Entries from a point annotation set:

━━━━━━━━━━━━━━━━━━━━

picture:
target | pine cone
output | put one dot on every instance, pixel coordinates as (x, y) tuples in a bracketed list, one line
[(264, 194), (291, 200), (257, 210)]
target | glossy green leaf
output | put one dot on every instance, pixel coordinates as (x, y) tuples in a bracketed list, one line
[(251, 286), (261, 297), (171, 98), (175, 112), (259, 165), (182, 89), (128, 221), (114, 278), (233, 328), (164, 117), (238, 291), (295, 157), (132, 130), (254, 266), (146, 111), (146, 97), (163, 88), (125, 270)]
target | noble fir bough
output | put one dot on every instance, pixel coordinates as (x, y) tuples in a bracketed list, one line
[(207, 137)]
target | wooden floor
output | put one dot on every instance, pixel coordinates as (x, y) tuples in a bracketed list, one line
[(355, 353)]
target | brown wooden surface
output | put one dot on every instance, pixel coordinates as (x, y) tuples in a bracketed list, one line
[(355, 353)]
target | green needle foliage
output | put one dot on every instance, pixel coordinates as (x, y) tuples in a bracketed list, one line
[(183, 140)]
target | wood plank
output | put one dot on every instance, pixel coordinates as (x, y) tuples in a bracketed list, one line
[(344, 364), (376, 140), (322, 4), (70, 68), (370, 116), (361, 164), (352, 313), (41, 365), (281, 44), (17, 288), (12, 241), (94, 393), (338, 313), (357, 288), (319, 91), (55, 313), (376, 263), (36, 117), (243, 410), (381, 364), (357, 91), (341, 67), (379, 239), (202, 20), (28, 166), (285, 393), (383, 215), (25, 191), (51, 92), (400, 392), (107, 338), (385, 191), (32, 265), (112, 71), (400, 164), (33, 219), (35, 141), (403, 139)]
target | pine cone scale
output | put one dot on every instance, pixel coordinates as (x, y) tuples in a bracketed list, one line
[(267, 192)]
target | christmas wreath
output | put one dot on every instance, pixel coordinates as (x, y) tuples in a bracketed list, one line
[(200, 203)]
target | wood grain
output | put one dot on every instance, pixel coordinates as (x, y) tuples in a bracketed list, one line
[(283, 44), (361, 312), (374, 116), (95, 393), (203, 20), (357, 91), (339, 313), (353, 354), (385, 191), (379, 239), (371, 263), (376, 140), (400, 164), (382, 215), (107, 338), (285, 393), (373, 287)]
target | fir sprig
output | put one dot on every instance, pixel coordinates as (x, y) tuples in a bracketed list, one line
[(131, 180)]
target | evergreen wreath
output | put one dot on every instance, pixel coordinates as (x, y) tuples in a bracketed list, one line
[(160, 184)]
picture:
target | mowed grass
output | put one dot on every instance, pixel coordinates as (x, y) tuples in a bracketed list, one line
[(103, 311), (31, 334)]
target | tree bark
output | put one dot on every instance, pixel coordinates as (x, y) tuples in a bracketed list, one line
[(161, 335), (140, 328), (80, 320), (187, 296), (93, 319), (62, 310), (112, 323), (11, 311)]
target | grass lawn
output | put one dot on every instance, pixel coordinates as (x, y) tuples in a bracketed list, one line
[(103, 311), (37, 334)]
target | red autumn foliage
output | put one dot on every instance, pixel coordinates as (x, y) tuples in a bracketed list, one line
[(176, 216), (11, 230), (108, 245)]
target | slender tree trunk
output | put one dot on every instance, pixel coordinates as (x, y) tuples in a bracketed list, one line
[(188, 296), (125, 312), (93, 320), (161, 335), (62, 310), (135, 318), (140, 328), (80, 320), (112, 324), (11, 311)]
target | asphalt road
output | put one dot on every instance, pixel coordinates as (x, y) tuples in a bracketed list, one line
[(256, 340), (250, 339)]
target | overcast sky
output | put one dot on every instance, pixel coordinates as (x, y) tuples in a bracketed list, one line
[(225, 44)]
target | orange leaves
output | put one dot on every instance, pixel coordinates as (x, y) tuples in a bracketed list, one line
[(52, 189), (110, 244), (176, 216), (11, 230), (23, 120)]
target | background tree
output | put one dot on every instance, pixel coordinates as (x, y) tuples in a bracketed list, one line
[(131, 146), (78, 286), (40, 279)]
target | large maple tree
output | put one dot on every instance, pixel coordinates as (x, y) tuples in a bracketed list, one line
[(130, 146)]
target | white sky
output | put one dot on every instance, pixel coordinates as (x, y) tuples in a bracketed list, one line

━━━━━━━━━━━━━━━━━━━━

Problem description: Rewrite all of the entries above, replacing "pixel coordinates" with "image coordinates" everywhere and leaving everything else unchanged.

Written response:
picture:
target | pine cone
output | put one dot on every instance, image coordinates as (x, y) tuples in a bracketed list, one line
[(264, 194), (291, 200), (257, 210)]
target | glossy green leaf
output | put one dot on every instance, image coordinates as (x, y) tuples in a bracketed list, one line
[(251, 286), (261, 297), (171, 98), (175, 112), (259, 165), (182, 89), (128, 221), (114, 278), (233, 328), (164, 117), (238, 291), (295, 157), (132, 130), (254, 266), (146, 111), (146, 97), (163, 88), (125, 270)]
target | noble fir bough
output | put one dot on every instance, image coordinates as (x, y) tuples in a bracketed list, one line
[(207, 137)]
target | wooden floor
output | put one dot on every instance, image coordinates as (x, y) tuples in a bracketed list, one line
[(355, 353)]
target | brown wooden surface
output | put one dot on every instance, image coordinates as (x, y) tuples in a bracketed list, one line
[(355, 353)]
target | green needle foliage
output | put one dot on every instance, image coordinates as (x, y) tuples in a bracketed list, one line
[(183, 140)]
target | wood plank
output | put one dot on every instance, image coordinates as (x, y) tuples in a bracketed list, one line
[(344, 364), (376, 140), (322, 4), (70, 68), (370, 116), (361, 164), (352, 313), (41, 365), (281, 44), (17, 288), (12, 241), (94, 393), (338, 313), (357, 288), (319, 91), (55, 313), (376, 263), (36, 117), (243, 410), (381, 364), (357, 91), (341, 67), (379, 239), (202, 20), (28, 166), (285, 393), (383, 215), (25, 191), (51, 92), (400, 392), (107, 338), (385, 191), (32, 265), (112, 71), (400, 164), (33, 219), (35, 141), (403, 139)]
target | pine cone scale
output | put one dot on every instance, image coordinates as (x, y) tuples in a bracketed list, one line
[(267, 192)]
target | christmas wreath
output | put one dot on every instance, image coordinates as (x, y) tuples in a bracketed list, one line
[(200, 203)]
target | wood grain
output | put one dot on every instance, image coordinates as (x, y) tuples in a bracketed list, one line
[(283, 44), (361, 312), (374, 116), (95, 393), (203, 20), (357, 91), (339, 313), (353, 354), (385, 191), (379, 239), (371, 263), (376, 140), (400, 164), (382, 215), (107, 338), (285, 393), (373, 287)]
target | fir sprig
output | put one dot on every instance, image coordinates as (x, y) tuples in a bracketed list, one line
[(131, 180)]
target | evergreen wreath
output | put one dot on every instance, image coordinates as (x, y) tuples in a bracketed list, one line
[(160, 184)]
picture:
target | mowed grass
output | put one dot on every instance, image coordinates as (x, y) tuples in a bracketed list, one line
[(103, 311), (31, 334)]
target | tree bark
output | put one dot on every instance, image coordinates as (x, y) tuples in a bracketed list, one line
[(161, 335), (140, 328), (80, 320), (187, 296), (93, 319), (62, 310), (112, 323), (11, 311)]
target | grass lawn
output | put one dot on every instance, image coordinates as (x, y) tuples in a bracketed list, one line
[(103, 311), (37, 334)]
target | red autumn foliage
output | put one dot on every instance, image coordinates as (x, y) tuples in a bracketed list, one line
[(176, 216), (11, 230), (108, 245)]
target | slender tree trunk
output | put one dot on every instance, image coordinates as (x, y) tuples in a bracketed list, one line
[(188, 296), (125, 312), (93, 320), (161, 335), (62, 310), (135, 318), (140, 328), (80, 320), (112, 324), (11, 311)]
target | asphalt road
output | put one dot on every instance, image coordinates as (x, y) tuples in a bracketed list, one line
[(256, 340), (250, 339)]
target | overcast sky
output | put one dot on every instance, image coordinates as (x, y) tuples in a bracketed list, one line
[(225, 44)]
target | orange leaves
output | put one dot on every instance, image coordinates as (x, y) tuples in a bracketed list, one line
[(52, 189), (110, 244), (176, 216), (11, 230), (23, 120)]
target | background tree
output | put one dot on every instance, image coordinates as (x, y) tuples in a bracketed list, one line
[(131, 146), (78, 286), (40, 279)]
target | large maple tree
output | put one dot on every instance, image coordinates as (x, y) tuples in a bracketed list, one line
[(130, 146)]
target | white sky
output | put one dot on every instance, image coordinates as (x, y) tuples in a bracketed list, one line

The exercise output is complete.